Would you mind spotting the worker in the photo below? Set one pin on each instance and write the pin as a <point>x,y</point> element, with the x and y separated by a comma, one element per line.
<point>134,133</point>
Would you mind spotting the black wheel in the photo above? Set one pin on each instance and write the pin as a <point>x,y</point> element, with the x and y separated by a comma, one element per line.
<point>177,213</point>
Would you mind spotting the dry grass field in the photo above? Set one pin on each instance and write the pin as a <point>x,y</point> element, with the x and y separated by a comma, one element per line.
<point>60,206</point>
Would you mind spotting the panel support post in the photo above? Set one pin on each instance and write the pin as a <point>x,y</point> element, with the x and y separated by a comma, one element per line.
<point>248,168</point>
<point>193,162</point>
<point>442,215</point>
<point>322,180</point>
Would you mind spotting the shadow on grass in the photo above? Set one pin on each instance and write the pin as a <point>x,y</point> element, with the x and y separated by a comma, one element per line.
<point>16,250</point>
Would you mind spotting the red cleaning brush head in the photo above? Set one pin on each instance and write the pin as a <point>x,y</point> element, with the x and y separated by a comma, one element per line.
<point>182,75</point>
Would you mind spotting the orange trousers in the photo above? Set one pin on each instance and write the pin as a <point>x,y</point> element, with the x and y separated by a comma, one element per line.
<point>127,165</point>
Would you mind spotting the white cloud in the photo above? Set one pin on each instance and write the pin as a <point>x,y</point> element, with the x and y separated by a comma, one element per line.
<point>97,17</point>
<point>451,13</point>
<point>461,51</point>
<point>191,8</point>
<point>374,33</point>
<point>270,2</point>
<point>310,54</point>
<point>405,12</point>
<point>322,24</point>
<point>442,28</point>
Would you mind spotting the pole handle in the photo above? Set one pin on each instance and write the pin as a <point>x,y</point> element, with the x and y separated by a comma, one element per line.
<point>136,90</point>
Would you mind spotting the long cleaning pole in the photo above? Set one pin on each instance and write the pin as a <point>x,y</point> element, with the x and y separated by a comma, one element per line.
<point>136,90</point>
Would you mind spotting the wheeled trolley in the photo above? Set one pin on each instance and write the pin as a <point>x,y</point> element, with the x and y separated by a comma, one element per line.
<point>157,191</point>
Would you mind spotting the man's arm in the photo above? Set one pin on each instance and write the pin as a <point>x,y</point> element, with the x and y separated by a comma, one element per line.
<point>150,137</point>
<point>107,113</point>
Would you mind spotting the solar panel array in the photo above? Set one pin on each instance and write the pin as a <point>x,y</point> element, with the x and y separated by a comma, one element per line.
---
** Task requirements **
Copy all of the material above verbatim, keeping every line in its original order.

** Task answer **
Would you mind spotting the worker in the photo below? Set one pin on each instance and write the pin as a <point>x,y</point> element, with the x and y separated by a comma, one element per line.
<point>134,133</point>
Would you mind spotting the black wheel in the photo above? Set one pin on each instance and write the pin as a <point>x,y</point> element, with the x and y separated by a comma, one element per line.
<point>177,213</point>
Would you mind spotting the dry grass field in the photo above? Set one pin on each instance and write the pin as a <point>x,y</point> element, with the x and y separated by a comma, one element per line.
<point>60,206</point>
Would you mind spotting the panel support post in the photo above? Set one pin on each instance and write the pin as a <point>x,y</point> element, with the x and y separated by a comma, one element per line.
<point>248,168</point>
<point>193,162</point>
<point>442,215</point>
<point>322,180</point>
Would you mind spotting the shadow on grass in the photo above? Set one pin on each instance and write the pin as a <point>x,y</point> element, with the x and y separated by a comma, one element per line.
<point>16,250</point>
Would you mind spotting the red cleaning brush head in the photo above? Set one pin on each instance and write the pin as a <point>x,y</point> element, with the x and y separated by a comma, one element per line.
<point>182,75</point>
Would you mind spotting the orange trousers in the photo above? Set one pin on each instance and write the pin as a <point>x,y</point> element, with the x and y separated by a comma, one element per line.
<point>127,165</point>
Would you mind spotting the white cloud in the photo above? Set one pin on each instance and write the pin as a <point>x,y</point> element, with the x and y separated by a comma, one element per line.
<point>97,17</point>
<point>451,13</point>
<point>461,51</point>
<point>191,8</point>
<point>374,33</point>
<point>270,2</point>
<point>310,54</point>
<point>405,12</point>
<point>322,24</point>
<point>442,28</point>
Would you mind spotting the pole handle in the photo above? Set one pin on each instance and write the pin as a <point>x,y</point> element, with the x and y separated by a comma, one element per line.
<point>136,90</point>
Would you mind spotting the long cleaning pole in the photo above? Set one pin on each instance and write the pin as a <point>x,y</point> element, with the x and y separated by a comma, one element per line.
<point>136,90</point>
Would you mind spotting the wheeled trolley in the photo above? Set one pin on each instance and write the pin as a <point>x,y</point> element, with the x and y separated by a comma, one element per line.
<point>157,191</point>
Would you mind spotting the man's arm in the photo above? Set one pin on each instance and write the pin as a <point>x,y</point> element, with the x and y separated by a comma, one element per line.
<point>150,137</point>
<point>107,113</point>
Would you mind spotting the solar panel array in the photo above? Set one pin on each instance and write the pin as a <point>x,y</point> element, with the x and y separated by a comma, one element per line.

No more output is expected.